DATA LINES »
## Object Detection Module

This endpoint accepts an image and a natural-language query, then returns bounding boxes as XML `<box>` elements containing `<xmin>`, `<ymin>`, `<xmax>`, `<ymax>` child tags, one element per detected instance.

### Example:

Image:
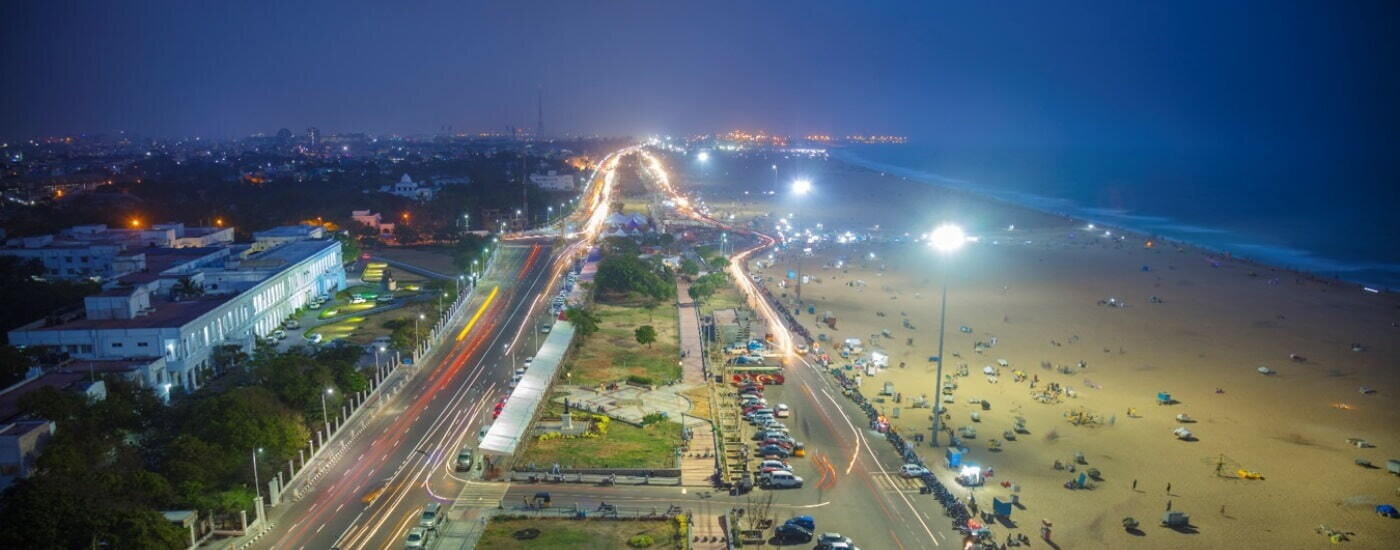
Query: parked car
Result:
<box><xmin>783</xmin><ymin>515</ymin><xmax>816</xmax><ymax>532</ymax></box>
<box><xmin>419</xmin><ymin>502</ymin><xmax>445</xmax><ymax>529</ymax></box>
<box><xmin>816</xmin><ymin>533</ymin><xmax>851</xmax><ymax>550</ymax></box>
<box><xmin>403</xmin><ymin>528</ymin><xmax>433</xmax><ymax>549</ymax></box>
<box><xmin>456</xmin><ymin>448</ymin><xmax>484</xmax><ymax>472</ymax></box>
<box><xmin>899</xmin><ymin>465</ymin><xmax>928</xmax><ymax>477</ymax></box>
<box><xmin>759</xmin><ymin>445</ymin><xmax>792</xmax><ymax>459</ymax></box>
<box><xmin>773</xmin><ymin>523</ymin><xmax>812</xmax><ymax>544</ymax></box>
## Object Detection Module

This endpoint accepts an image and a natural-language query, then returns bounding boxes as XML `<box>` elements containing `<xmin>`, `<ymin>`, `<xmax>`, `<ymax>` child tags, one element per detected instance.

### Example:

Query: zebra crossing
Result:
<box><xmin>452</xmin><ymin>481</ymin><xmax>511</xmax><ymax>509</ymax></box>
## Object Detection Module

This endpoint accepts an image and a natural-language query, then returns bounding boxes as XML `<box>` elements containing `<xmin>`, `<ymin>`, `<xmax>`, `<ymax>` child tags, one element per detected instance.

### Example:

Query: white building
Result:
<box><xmin>529</xmin><ymin>171</ymin><xmax>574</xmax><ymax>190</ymax></box>
<box><xmin>10</xmin><ymin>239</ymin><xmax>346</xmax><ymax>389</ymax></box>
<box><xmin>0</xmin><ymin>224</ymin><xmax>234</xmax><ymax>281</ymax></box>
<box><xmin>379</xmin><ymin>174</ymin><xmax>434</xmax><ymax>200</ymax></box>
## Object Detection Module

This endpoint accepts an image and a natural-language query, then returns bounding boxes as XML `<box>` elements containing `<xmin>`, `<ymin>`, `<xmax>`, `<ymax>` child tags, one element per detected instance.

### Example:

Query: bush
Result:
<box><xmin>641</xmin><ymin>413</ymin><xmax>666</xmax><ymax>425</ymax></box>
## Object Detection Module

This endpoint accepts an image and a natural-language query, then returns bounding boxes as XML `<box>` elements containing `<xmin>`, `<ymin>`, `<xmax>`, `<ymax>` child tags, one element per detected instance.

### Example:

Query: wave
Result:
<box><xmin>832</xmin><ymin>148</ymin><xmax>1400</xmax><ymax>290</ymax></box>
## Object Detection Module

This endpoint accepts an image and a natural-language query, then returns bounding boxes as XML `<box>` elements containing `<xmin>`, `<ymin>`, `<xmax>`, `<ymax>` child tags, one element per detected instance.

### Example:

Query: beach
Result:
<box><xmin>675</xmin><ymin>157</ymin><xmax>1400</xmax><ymax>549</ymax></box>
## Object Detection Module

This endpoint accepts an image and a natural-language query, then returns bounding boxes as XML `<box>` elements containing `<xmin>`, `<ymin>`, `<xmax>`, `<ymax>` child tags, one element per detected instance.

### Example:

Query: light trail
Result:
<box><xmin>456</xmin><ymin>287</ymin><xmax>501</xmax><ymax>341</ymax></box>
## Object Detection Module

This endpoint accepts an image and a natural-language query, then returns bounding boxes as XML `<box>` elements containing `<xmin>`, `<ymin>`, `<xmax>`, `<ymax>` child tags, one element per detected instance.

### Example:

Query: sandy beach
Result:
<box><xmin>672</xmin><ymin>153</ymin><xmax>1400</xmax><ymax>549</ymax></box>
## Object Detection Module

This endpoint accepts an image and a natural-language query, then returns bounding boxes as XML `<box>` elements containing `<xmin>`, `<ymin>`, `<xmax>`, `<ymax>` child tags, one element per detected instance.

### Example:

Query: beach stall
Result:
<box><xmin>944</xmin><ymin>448</ymin><xmax>962</xmax><ymax>467</ymax></box>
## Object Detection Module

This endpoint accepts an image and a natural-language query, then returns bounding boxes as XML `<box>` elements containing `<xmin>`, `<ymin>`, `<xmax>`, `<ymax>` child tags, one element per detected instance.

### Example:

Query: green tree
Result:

EXERCISE DETAILS » Show every line of the material above that contains the word "beach", copying each one in full.

THE REPLY »
Query: beach
Query: sandy beach
Query: beach stall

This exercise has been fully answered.